(EXTRACTED DATA begins)

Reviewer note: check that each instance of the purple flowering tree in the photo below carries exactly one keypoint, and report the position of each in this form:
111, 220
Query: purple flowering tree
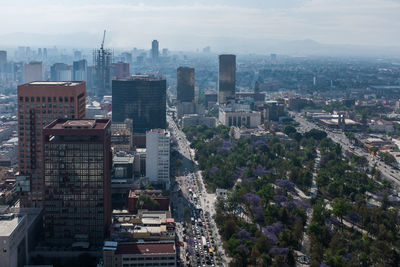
285, 184
259, 170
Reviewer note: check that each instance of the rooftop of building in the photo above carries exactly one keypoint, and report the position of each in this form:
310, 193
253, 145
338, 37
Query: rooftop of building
152, 193
145, 77
51, 83
96, 124
9, 222
123, 159
146, 248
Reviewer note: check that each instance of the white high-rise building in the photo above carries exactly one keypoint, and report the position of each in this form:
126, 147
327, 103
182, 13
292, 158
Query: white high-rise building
158, 155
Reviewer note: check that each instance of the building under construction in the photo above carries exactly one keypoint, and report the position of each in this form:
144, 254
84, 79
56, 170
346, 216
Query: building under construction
102, 59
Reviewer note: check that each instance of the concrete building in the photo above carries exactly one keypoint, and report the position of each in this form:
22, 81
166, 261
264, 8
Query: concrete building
40, 103
142, 99
120, 70
77, 177
186, 108
185, 84
145, 226
195, 120
381, 126
157, 158
239, 118
79, 70
226, 78
33, 71
139, 254
158, 195
155, 52
60, 72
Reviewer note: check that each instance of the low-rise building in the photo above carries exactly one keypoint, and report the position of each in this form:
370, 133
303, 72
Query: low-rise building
148, 226
139, 254
239, 117
157, 195
381, 126
18, 234
195, 120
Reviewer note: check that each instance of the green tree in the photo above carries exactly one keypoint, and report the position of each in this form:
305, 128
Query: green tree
341, 208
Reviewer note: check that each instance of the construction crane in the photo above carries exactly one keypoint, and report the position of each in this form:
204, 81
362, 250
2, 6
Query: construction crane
104, 37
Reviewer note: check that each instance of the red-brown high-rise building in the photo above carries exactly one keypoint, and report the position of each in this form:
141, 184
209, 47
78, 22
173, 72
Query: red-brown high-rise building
77, 181
40, 103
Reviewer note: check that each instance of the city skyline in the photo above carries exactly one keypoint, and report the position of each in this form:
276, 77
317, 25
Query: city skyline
255, 26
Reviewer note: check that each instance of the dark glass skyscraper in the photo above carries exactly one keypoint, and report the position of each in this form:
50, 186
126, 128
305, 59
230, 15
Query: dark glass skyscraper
142, 99
226, 78
77, 177
155, 51
185, 84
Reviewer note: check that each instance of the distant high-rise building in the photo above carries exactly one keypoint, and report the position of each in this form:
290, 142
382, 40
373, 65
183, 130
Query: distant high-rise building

(EXTRACTED DATA ends)

Wherever the string "distant" occurs in the records, copy the line it is in.

Reviewer note: check that each instance of the distant high-rise building in the photo above carries exactly one keypoint, and report the position of each in this form:
Query: distant high-rise building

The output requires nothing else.